** TRY IT **
The lines to print are the one containing "Query: tire" and every line after it through the end of the entries below. Print them exactly and nothing else.

Dataset entries:
_ _ _ _
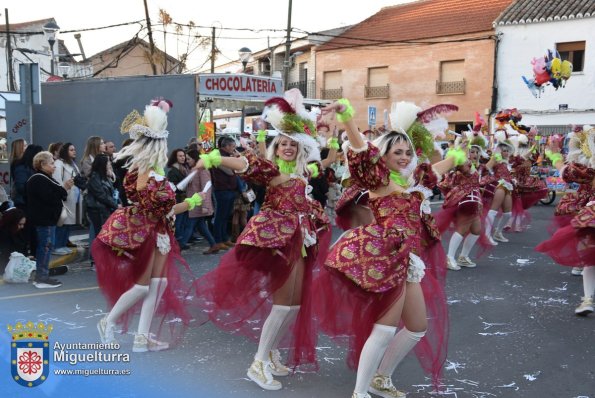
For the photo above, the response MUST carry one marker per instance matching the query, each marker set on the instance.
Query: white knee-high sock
(589, 281)
(490, 221)
(398, 348)
(468, 244)
(126, 300)
(371, 355)
(293, 311)
(453, 245)
(503, 220)
(270, 330)
(156, 289)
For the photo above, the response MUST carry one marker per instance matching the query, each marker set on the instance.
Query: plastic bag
(18, 269)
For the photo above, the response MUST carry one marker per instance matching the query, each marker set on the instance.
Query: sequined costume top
(521, 170)
(376, 256)
(129, 227)
(286, 207)
(460, 183)
(572, 202)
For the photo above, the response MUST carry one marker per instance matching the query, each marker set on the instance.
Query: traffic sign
(371, 116)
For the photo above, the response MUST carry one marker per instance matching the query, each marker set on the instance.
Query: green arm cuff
(262, 136)
(211, 159)
(348, 113)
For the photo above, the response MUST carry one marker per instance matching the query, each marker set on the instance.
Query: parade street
(513, 333)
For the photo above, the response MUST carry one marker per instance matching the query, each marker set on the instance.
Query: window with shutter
(574, 52)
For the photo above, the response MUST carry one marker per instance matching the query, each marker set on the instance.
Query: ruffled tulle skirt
(118, 271)
(570, 246)
(237, 295)
(351, 196)
(347, 313)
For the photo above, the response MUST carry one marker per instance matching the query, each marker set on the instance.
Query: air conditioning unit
(265, 68)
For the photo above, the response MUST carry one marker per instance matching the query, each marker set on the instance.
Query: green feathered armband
(262, 136)
(553, 156)
(333, 143)
(458, 155)
(193, 201)
(347, 114)
(211, 159)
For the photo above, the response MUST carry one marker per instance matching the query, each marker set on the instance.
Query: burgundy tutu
(570, 246)
(237, 295)
(117, 273)
(349, 312)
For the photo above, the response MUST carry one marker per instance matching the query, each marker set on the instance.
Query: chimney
(77, 36)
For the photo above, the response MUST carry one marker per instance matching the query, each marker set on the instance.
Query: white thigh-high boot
(586, 306)
(498, 232)
(277, 367)
(261, 369)
(128, 299)
(468, 244)
(490, 225)
(397, 349)
(371, 355)
(142, 340)
(453, 245)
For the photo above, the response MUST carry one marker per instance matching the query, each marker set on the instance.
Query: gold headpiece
(130, 120)
(28, 331)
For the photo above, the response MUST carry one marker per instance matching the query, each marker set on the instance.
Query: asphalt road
(513, 333)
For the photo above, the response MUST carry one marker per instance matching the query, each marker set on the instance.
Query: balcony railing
(450, 87)
(376, 91)
(307, 88)
(331, 93)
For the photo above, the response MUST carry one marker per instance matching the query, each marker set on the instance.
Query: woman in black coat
(102, 197)
(44, 205)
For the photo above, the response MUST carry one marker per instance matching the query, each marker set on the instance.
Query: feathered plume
(403, 114)
(479, 122)
(437, 127)
(274, 111)
(162, 103)
(155, 118)
(427, 115)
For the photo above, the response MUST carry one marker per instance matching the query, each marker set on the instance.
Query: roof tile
(424, 19)
(532, 11)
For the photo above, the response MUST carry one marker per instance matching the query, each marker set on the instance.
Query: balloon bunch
(549, 69)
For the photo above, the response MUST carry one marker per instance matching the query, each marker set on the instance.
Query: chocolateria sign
(239, 85)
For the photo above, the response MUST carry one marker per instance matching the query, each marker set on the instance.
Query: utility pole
(213, 49)
(287, 48)
(151, 44)
(9, 50)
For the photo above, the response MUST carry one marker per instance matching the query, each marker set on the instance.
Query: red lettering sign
(18, 125)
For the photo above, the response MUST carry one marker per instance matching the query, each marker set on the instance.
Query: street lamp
(245, 54)
(49, 30)
(64, 68)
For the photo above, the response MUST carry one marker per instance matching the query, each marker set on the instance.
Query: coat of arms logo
(30, 353)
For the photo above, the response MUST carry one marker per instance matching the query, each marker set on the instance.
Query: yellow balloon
(566, 70)
(556, 67)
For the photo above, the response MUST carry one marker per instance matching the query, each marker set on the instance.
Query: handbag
(80, 182)
(63, 215)
(248, 196)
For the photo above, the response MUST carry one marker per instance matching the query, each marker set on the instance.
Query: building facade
(427, 52)
(527, 30)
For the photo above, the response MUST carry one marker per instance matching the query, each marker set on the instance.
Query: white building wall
(518, 45)
(29, 42)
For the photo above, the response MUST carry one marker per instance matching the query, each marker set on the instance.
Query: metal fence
(457, 87)
(332, 93)
(376, 91)
(307, 88)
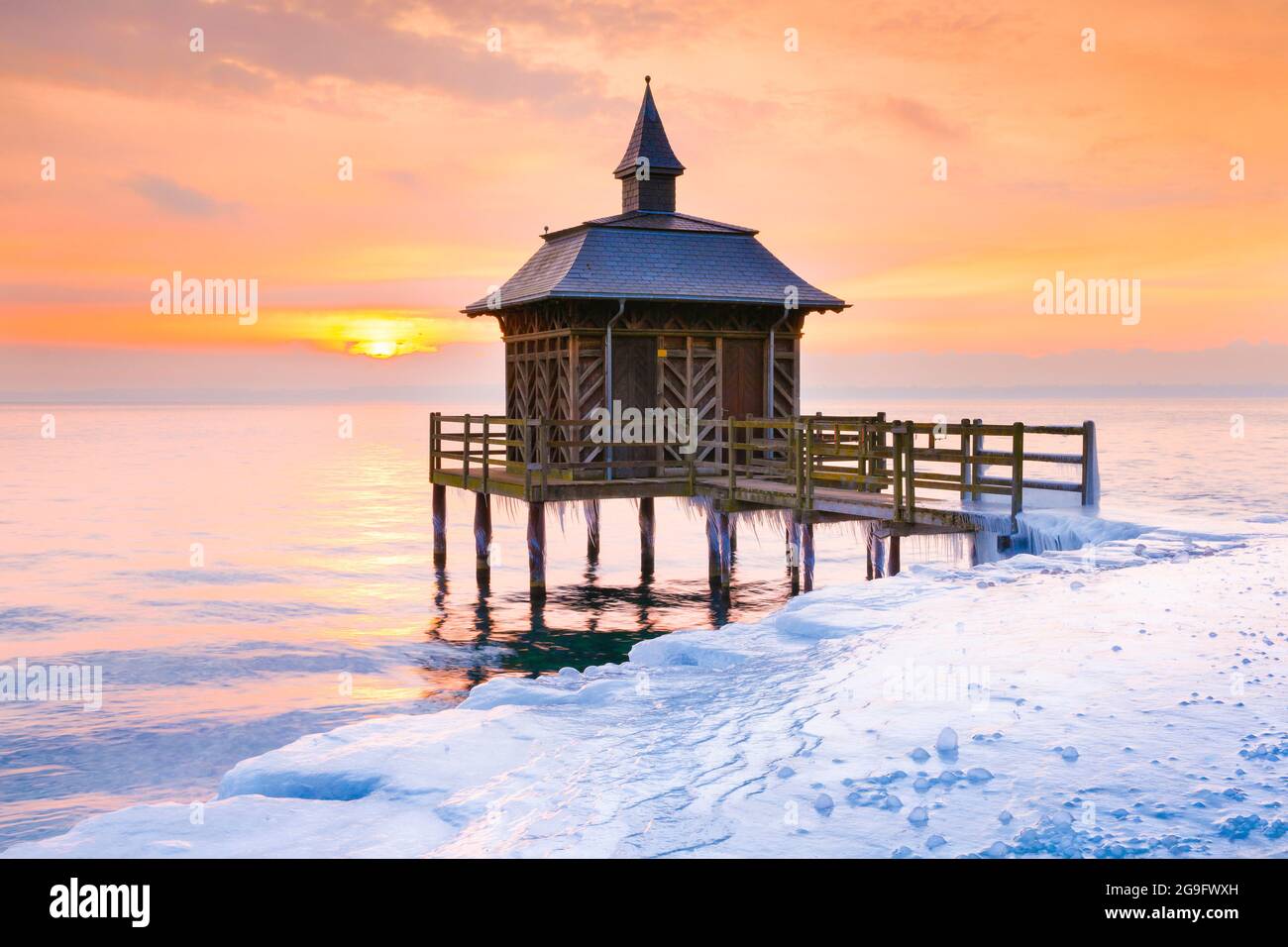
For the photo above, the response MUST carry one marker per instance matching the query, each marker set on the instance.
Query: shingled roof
(655, 254)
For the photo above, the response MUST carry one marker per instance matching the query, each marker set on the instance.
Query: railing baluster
(977, 468)
(910, 444)
(465, 453)
(1017, 474)
(897, 459)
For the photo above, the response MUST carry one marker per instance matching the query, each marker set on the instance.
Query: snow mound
(803, 735)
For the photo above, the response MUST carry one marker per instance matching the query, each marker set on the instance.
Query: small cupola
(649, 167)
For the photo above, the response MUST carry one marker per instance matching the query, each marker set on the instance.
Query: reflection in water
(318, 603)
(576, 624)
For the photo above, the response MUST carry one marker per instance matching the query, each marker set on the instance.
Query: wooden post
(465, 453)
(806, 557)
(591, 510)
(977, 468)
(897, 472)
(1089, 464)
(648, 523)
(1017, 474)
(439, 525)
(733, 463)
(712, 549)
(482, 532)
(809, 464)
(434, 460)
(910, 445)
(725, 554)
(537, 549)
(794, 552)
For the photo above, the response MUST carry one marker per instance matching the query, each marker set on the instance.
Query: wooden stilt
(439, 525)
(537, 548)
(648, 523)
(712, 549)
(591, 509)
(794, 553)
(725, 553)
(482, 532)
(806, 557)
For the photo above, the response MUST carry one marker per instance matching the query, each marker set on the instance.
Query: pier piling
(806, 557)
(794, 553)
(712, 551)
(725, 553)
(482, 534)
(439, 525)
(537, 549)
(591, 510)
(648, 525)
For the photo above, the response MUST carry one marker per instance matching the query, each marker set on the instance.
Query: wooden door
(634, 385)
(743, 380)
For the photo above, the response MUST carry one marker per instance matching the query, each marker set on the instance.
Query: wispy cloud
(172, 197)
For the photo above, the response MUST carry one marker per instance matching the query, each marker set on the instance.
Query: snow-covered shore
(1124, 699)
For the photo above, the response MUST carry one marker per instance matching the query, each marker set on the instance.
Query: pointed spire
(648, 141)
(649, 167)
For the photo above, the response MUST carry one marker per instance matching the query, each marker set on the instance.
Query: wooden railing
(866, 454)
(550, 450)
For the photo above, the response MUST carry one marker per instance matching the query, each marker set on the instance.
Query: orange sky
(224, 162)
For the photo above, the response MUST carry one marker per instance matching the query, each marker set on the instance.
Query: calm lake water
(316, 600)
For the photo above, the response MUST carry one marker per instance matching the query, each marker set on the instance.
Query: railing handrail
(850, 451)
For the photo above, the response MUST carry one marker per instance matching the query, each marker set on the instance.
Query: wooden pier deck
(905, 476)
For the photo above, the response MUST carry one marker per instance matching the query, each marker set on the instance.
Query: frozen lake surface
(1150, 652)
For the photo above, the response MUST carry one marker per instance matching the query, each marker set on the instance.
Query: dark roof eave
(652, 298)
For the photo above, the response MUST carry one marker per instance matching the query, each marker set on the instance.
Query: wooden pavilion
(655, 309)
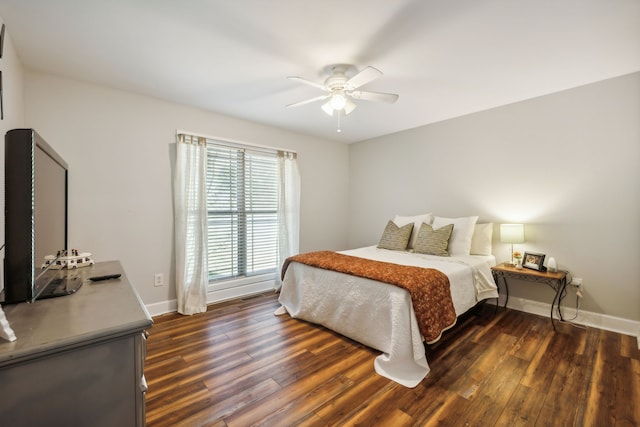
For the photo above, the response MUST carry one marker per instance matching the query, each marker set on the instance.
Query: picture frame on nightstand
(533, 261)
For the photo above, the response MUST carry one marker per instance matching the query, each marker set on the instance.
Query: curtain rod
(232, 141)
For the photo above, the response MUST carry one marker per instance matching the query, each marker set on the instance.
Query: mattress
(379, 315)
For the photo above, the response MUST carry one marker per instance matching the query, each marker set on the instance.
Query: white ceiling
(444, 58)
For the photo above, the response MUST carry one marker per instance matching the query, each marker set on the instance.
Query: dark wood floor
(239, 365)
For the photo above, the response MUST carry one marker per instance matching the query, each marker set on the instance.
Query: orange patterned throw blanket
(429, 288)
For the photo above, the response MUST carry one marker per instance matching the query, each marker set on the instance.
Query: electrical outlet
(577, 286)
(158, 279)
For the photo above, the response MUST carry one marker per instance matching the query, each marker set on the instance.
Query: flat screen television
(36, 184)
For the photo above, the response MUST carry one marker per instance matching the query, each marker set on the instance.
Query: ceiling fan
(342, 88)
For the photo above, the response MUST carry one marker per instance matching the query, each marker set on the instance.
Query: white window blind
(242, 204)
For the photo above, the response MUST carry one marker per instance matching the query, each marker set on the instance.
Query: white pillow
(481, 239)
(417, 220)
(460, 241)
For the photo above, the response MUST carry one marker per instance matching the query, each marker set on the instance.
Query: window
(242, 211)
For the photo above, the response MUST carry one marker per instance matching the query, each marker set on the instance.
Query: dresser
(78, 359)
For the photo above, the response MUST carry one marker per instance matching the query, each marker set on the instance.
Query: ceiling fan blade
(389, 98)
(327, 108)
(365, 76)
(308, 82)
(308, 101)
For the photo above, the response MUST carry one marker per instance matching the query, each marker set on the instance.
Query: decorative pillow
(417, 221)
(394, 237)
(481, 239)
(433, 242)
(460, 241)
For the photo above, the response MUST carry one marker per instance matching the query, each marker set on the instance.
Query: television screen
(35, 213)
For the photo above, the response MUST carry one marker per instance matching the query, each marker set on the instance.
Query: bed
(381, 315)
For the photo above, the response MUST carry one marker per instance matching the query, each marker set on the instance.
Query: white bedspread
(379, 315)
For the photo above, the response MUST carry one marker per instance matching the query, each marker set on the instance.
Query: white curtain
(190, 218)
(288, 209)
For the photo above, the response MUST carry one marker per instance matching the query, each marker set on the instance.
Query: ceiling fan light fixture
(349, 106)
(338, 100)
(327, 108)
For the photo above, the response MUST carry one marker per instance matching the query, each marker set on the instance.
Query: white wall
(13, 109)
(566, 164)
(120, 149)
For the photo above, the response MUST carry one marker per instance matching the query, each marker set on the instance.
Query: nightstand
(556, 281)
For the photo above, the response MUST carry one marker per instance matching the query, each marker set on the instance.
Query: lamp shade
(512, 233)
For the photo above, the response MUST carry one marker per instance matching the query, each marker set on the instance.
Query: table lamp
(512, 233)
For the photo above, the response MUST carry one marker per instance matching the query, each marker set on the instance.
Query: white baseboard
(586, 318)
(213, 297)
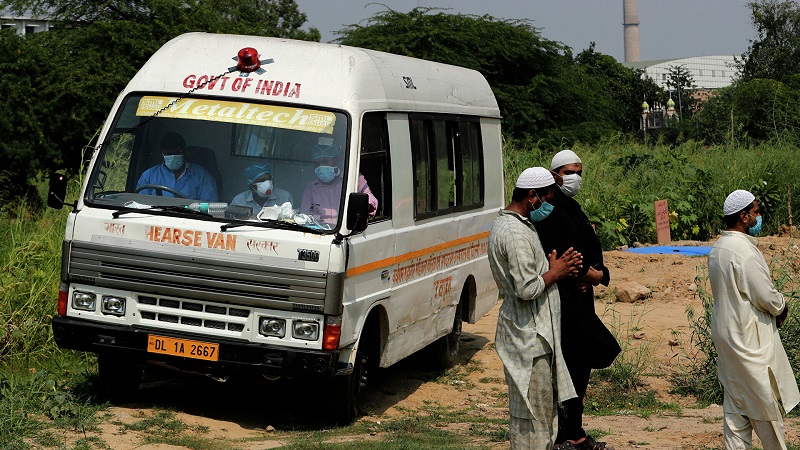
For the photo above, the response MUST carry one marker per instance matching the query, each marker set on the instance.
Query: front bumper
(236, 358)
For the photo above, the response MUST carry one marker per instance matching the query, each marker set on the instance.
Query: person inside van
(175, 174)
(322, 195)
(261, 191)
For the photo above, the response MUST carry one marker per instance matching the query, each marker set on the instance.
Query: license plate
(182, 347)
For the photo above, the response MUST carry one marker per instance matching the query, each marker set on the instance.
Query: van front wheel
(444, 351)
(345, 390)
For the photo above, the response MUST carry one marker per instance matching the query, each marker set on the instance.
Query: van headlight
(113, 305)
(271, 326)
(84, 300)
(308, 331)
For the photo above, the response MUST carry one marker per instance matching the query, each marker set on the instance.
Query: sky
(668, 29)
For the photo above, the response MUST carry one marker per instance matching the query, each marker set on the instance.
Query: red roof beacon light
(248, 60)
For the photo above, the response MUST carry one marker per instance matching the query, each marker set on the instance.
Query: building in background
(709, 72)
(24, 25)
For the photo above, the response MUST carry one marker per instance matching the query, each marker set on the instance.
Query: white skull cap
(535, 177)
(737, 201)
(563, 158)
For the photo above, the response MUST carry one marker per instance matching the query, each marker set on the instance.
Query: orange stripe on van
(368, 267)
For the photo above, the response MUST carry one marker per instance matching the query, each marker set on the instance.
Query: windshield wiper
(273, 224)
(170, 208)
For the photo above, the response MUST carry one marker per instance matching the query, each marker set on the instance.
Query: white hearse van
(164, 267)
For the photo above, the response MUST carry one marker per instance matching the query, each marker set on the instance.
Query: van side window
(374, 165)
(447, 154)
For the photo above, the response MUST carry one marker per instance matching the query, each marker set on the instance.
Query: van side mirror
(357, 212)
(57, 190)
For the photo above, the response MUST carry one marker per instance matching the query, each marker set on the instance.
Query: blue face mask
(542, 211)
(173, 162)
(755, 229)
(326, 173)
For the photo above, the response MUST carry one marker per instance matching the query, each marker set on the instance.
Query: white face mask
(264, 188)
(572, 184)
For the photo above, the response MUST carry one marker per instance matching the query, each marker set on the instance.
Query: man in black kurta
(585, 341)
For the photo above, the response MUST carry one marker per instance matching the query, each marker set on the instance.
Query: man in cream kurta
(528, 326)
(754, 370)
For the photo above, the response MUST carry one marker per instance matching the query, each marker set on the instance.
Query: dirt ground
(230, 414)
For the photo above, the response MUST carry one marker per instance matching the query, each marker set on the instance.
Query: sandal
(588, 443)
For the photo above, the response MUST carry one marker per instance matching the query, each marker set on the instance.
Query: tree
(620, 89)
(775, 53)
(541, 90)
(61, 84)
(754, 110)
(517, 62)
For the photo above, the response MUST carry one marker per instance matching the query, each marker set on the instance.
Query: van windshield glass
(237, 161)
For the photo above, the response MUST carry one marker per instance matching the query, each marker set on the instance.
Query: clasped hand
(567, 265)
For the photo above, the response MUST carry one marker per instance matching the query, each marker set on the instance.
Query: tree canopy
(775, 53)
(763, 103)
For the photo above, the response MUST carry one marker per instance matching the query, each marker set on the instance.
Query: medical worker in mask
(323, 194)
(261, 191)
(586, 342)
(175, 174)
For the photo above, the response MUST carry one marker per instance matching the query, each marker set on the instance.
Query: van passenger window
(447, 154)
(374, 165)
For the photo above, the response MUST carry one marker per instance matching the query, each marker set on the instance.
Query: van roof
(316, 74)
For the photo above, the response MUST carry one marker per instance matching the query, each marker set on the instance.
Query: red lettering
(237, 84)
(212, 82)
(230, 242)
(187, 238)
(188, 82)
(202, 81)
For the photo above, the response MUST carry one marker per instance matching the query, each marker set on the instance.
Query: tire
(119, 378)
(345, 391)
(443, 352)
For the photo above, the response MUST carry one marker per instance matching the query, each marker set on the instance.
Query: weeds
(636, 357)
(697, 365)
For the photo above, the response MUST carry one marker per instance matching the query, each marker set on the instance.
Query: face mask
(173, 162)
(572, 184)
(542, 212)
(326, 173)
(264, 188)
(755, 229)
_ _ _ _
** EXPECTED OUTPUT **
Query: tire
(119, 378)
(345, 391)
(443, 352)
For the photo above, the response MUST carry one marker per instance matching the query, each marker set on the instance.
Query: weeds
(636, 357)
(697, 365)
For the photo above, the response MUST carry one marker per instance matching the query, each marker set on the instance.
Query: face mask
(173, 162)
(572, 184)
(542, 212)
(326, 173)
(264, 188)
(755, 229)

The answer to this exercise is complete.